> [Problem description]: Echo back every line from the one containing "Target: cabinet handle" down to the end of the lines below, both ends included.

> [Material supplied]:
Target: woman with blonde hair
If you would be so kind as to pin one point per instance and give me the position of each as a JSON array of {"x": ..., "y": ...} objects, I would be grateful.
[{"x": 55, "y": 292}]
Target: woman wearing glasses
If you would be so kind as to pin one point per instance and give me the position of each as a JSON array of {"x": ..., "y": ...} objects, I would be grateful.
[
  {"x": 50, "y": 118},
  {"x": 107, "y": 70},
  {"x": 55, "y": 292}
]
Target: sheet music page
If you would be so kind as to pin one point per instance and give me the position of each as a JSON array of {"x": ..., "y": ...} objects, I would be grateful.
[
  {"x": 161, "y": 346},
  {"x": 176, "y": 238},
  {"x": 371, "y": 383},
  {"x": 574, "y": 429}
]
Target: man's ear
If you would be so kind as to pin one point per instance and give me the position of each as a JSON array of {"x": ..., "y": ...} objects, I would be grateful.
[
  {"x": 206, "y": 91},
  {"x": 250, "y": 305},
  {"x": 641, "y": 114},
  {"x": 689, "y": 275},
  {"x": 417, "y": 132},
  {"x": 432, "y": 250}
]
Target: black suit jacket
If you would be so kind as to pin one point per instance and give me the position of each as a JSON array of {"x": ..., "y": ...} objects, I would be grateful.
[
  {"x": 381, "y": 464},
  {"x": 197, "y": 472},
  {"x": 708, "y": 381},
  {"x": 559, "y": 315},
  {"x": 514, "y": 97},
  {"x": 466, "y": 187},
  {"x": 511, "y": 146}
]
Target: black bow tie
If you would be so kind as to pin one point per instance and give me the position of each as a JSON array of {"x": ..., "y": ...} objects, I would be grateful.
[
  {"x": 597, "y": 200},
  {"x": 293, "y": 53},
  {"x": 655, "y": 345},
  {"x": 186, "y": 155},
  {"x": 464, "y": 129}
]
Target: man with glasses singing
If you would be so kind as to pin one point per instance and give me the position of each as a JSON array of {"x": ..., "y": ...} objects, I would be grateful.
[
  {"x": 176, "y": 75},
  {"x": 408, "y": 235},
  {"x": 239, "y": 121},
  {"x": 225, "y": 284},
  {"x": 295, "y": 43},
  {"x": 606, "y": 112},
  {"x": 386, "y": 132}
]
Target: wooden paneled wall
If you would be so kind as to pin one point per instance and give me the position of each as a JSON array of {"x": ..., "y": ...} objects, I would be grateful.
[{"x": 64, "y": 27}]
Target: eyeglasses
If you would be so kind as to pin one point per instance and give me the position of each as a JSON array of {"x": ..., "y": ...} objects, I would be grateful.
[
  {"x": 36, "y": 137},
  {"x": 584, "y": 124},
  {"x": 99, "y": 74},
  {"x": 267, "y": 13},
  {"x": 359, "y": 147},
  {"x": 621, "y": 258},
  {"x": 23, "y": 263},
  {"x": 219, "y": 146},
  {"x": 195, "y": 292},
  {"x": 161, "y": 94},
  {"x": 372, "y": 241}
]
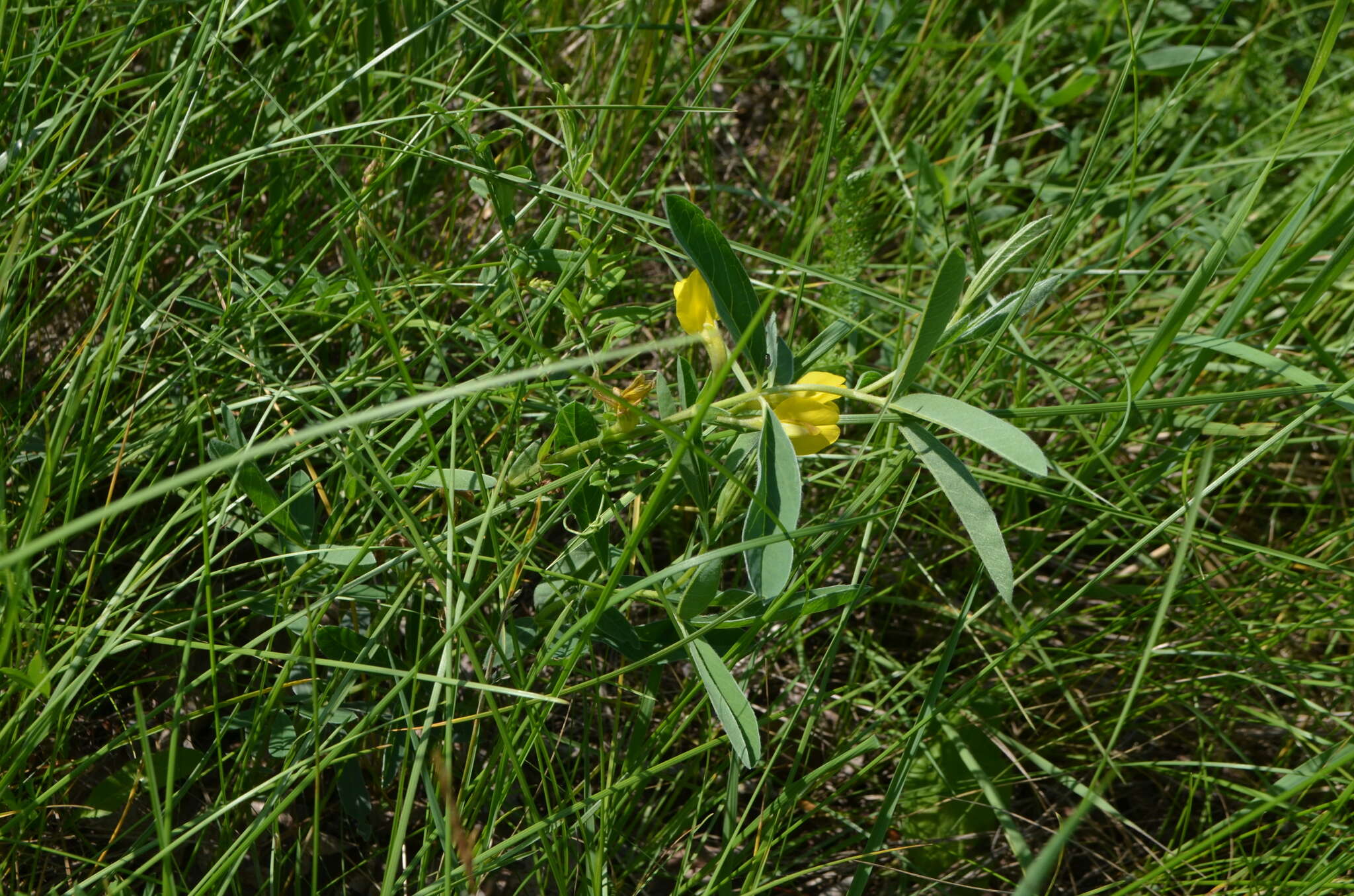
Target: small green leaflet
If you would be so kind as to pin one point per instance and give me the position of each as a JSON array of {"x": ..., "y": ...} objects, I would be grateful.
[
  {"x": 775, "y": 509},
  {"x": 978, "y": 426},
  {"x": 729, "y": 282},
  {"x": 967, "y": 498},
  {"x": 729, "y": 700},
  {"x": 936, "y": 316}
]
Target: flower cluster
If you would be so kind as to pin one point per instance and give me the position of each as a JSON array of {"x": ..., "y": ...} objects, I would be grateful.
[{"x": 809, "y": 417}]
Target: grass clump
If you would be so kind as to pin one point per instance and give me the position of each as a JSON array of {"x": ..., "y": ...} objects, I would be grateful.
[{"x": 373, "y": 523}]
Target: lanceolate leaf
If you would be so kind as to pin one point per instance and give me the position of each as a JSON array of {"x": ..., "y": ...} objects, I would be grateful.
[
  {"x": 967, "y": 498},
  {"x": 729, "y": 700},
  {"x": 971, "y": 423},
  {"x": 259, "y": 492},
  {"x": 775, "y": 509},
  {"x": 1005, "y": 258},
  {"x": 940, "y": 309},
  {"x": 729, "y": 282}
]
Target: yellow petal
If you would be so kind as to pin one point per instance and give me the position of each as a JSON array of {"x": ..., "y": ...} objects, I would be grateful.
[
  {"x": 820, "y": 378},
  {"x": 695, "y": 305},
  {"x": 807, "y": 412},
  {"x": 815, "y": 441}
]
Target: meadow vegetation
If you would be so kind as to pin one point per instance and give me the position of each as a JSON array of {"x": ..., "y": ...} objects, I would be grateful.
[{"x": 976, "y": 519}]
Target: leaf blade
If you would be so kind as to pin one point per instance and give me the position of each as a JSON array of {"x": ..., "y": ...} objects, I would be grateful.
[
  {"x": 976, "y": 426},
  {"x": 775, "y": 509},
  {"x": 736, "y": 715},
  {"x": 967, "y": 498}
]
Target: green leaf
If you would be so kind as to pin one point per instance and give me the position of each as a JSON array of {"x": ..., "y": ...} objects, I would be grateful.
[
  {"x": 688, "y": 387},
  {"x": 779, "y": 359},
  {"x": 729, "y": 700},
  {"x": 978, "y": 426},
  {"x": 816, "y": 601},
  {"x": 282, "y": 734},
  {"x": 700, "y": 591},
  {"x": 775, "y": 509},
  {"x": 824, "y": 343},
  {"x": 116, "y": 790},
  {"x": 448, "y": 478},
  {"x": 1076, "y": 86},
  {"x": 343, "y": 555},
  {"x": 1021, "y": 302},
  {"x": 259, "y": 492},
  {"x": 1005, "y": 258},
  {"x": 940, "y": 309},
  {"x": 691, "y": 467},
  {"x": 967, "y": 498},
  {"x": 575, "y": 426},
  {"x": 729, "y": 282},
  {"x": 301, "y": 502},
  {"x": 340, "y": 643},
  {"x": 1177, "y": 60}
]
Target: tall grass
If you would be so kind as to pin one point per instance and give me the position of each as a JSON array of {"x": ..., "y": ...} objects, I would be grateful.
[{"x": 270, "y": 271}]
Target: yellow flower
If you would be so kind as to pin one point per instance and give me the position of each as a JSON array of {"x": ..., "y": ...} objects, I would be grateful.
[
  {"x": 820, "y": 378},
  {"x": 625, "y": 402},
  {"x": 697, "y": 316},
  {"x": 810, "y": 418},
  {"x": 695, "y": 303}
]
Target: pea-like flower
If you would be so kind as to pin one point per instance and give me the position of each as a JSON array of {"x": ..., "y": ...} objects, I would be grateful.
[
  {"x": 810, "y": 418},
  {"x": 695, "y": 303},
  {"x": 623, "y": 404},
  {"x": 697, "y": 316}
]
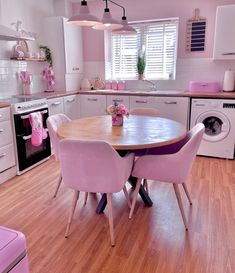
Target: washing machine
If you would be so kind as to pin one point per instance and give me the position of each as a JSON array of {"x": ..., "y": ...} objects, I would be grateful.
[{"x": 218, "y": 116}]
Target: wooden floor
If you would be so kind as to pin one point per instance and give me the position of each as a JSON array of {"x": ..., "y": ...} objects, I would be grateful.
[{"x": 153, "y": 241}]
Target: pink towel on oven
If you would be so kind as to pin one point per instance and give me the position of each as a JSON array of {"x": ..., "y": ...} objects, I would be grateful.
[{"x": 38, "y": 132}]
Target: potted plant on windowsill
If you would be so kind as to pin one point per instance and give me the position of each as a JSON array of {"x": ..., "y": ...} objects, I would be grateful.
[{"x": 141, "y": 64}]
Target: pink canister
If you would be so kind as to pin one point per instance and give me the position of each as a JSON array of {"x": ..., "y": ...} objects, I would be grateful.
[{"x": 204, "y": 86}]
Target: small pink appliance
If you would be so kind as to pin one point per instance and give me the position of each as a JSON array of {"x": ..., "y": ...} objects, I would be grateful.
[
  {"x": 13, "y": 255},
  {"x": 204, "y": 86}
]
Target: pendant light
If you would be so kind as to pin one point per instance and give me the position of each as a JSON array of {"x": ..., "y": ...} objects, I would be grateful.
[
  {"x": 84, "y": 18},
  {"x": 108, "y": 23}
]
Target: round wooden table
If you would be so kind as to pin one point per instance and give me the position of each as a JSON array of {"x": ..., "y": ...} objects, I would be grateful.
[{"x": 137, "y": 132}]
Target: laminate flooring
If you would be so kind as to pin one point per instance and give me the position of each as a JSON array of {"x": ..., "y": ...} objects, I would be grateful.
[{"x": 154, "y": 241}]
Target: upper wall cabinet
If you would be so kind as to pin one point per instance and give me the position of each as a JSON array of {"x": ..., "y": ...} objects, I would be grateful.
[
  {"x": 224, "y": 43},
  {"x": 65, "y": 42}
]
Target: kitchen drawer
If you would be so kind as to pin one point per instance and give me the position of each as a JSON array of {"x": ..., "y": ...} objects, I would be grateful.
[
  {"x": 5, "y": 114},
  {"x": 7, "y": 157},
  {"x": 5, "y": 133}
]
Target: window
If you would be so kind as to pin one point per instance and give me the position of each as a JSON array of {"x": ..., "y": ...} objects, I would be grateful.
[{"x": 159, "y": 38}]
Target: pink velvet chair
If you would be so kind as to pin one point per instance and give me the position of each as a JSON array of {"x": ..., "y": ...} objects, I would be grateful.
[
  {"x": 94, "y": 166},
  {"x": 171, "y": 168},
  {"x": 53, "y": 123}
]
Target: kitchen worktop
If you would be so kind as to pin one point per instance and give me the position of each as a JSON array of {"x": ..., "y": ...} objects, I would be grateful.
[{"x": 133, "y": 92}]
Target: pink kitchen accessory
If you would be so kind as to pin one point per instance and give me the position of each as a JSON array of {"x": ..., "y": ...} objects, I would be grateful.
[
  {"x": 204, "y": 86},
  {"x": 38, "y": 132}
]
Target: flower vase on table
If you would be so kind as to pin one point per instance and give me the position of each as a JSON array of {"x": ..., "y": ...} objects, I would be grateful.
[
  {"x": 117, "y": 120},
  {"x": 117, "y": 111}
]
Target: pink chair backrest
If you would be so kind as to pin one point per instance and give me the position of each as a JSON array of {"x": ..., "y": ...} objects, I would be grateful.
[
  {"x": 53, "y": 123},
  {"x": 93, "y": 166},
  {"x": 145, "y": 112}
]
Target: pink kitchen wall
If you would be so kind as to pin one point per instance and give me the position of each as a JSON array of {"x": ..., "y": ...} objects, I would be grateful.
[{"x": 137, "y": 10}]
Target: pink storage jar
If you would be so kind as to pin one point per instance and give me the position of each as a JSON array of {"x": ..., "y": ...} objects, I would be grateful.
[{"x": 204, "y": 86}]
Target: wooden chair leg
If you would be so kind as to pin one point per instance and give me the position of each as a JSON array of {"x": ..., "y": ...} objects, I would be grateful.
[
  {"x": 58, "y": 185},
  {"x": 109, "y": 201},
  {"x": 145, "y": 185},
  {"x": 178, "y": 197},
  {"x": 135, "y": 194},
  {"x": 187, "y": 193},
  {"x": 127, "y": 196},
  {"x": 74, "y": 202},
  {"x": 85, "y": 199}
]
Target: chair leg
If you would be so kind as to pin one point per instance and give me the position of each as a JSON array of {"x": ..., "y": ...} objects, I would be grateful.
[
  {"x": 74, "y": 202},
  {"x": 58, "y": 185},
  {"x": 178, "y": 197},
  {"x": 137, "y": 188},
  {"x": 85, "y": 199},
  {"x": 109, "y": 201},
  {"x": 127, "y": 196},
  {"x": 187, "y": 193},
  {"x": 145, "y": 185}
]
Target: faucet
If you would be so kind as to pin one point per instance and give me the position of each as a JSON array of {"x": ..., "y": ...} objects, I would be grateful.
[{"x": 153, "y": 85}]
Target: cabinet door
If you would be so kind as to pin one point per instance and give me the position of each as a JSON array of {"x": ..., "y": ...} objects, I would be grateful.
[
  {"x": 224, "y": 43},
  {"x": 173, "y": 108},
  {"x": 141, "y": 102},
  {"x": 119, "y": 99},
  {"x": 71, "y": 106},
  {"x": 92, "y": 105},
  {"x": 55, "y": 106},
  {"x": 73, "y": 48}
]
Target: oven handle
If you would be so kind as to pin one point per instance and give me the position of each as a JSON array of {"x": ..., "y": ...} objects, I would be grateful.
[
  {"x": 27, "y": 116},
  {"x": 30, "y": 136}
]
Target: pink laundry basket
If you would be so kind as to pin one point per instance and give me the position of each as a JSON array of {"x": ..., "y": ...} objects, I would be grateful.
[{"x": 13, "y": 255}]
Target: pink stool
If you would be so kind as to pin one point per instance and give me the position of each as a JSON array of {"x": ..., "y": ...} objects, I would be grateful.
[{"x": 13, "y": 255}]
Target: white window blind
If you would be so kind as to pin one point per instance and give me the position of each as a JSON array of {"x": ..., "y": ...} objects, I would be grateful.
[{"x": 159, "y": 39}]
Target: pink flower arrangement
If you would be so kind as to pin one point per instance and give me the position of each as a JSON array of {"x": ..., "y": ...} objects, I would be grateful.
[{"x": 117, "y": 110}]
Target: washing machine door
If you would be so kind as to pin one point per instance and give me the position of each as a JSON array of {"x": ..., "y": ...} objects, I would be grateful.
[{"x": 217, "y": 125}]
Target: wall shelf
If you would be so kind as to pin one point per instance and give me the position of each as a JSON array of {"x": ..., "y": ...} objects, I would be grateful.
[{"x": 28, "y": 59}]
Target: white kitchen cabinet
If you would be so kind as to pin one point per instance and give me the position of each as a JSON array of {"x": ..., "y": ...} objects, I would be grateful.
[
  {"x": 92, "y": 105},
  {"x": 65, "y": 42},
  {"x": 176, "y": 108},
  {"x": 55, "y": 106},
  {"x": 224, "y": 41},
  {"x": 119, "y": 99},
  {"x": 71, "y": 106},
  {"x": 7, "y": 154},
  {"x": 141, "y": 102}
]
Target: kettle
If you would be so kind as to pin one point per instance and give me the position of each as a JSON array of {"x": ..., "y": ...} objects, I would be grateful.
[{"x": 85, "y": 85}]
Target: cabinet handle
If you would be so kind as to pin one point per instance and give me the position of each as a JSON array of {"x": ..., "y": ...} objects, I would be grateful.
[
  {"x": 117, "y": 100},
  {"x": 141, "y": 101},
  {"x": 70, "y": 100},
  {"x": 56, "y": 103},
  {"x": 2, "y": 155},
  {"x": 170, "y": 102},
  {"x": 228, "y": 53}
]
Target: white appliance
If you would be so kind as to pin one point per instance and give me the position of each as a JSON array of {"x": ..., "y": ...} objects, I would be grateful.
[{"x": 218, "y": 116}]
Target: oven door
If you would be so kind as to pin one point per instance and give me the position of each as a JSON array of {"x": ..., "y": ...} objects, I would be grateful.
[{"x": 27, "y": 154}]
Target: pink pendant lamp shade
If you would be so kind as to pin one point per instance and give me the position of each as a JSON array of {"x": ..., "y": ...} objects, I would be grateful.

> [Task output]:
Target: cabinet handle
If you would be so kind as to pin one point per instance and give me the position of each as a JSON array of {"x": ..., "y": ...} objects, I would be grateful.
[
  {"x": 117, "y": 100},
  {"x": 141, "y": 101},
  {"x": 70, "y": 100},
  {"x": 56, "y": 103},
  {"x": 2, "y": 155},
  {"x": 170, "y": 102},
  {"x": 228, "y": 53}
]
Target: white appliance
If you would be so kind as to pin one point per instance and give me the position of each as a JSON array of {"x": ..., "y": ...} objects, I would be grateful.
[{"x": 218, "y": 116}]
Target: oven door
If you would be so kind as to pin one point per instance and give me the position of each as a JSON array of {"x": ..., "y": ...} objects, I would be grateful.
[{"x": 27, "y": 154}]
Target: pink pendant lamp shade
If you would be so kind as to pin one point per instance and give me the position of each as a JSON array of {"x": ..., "y": ...} objects, I would be grateful.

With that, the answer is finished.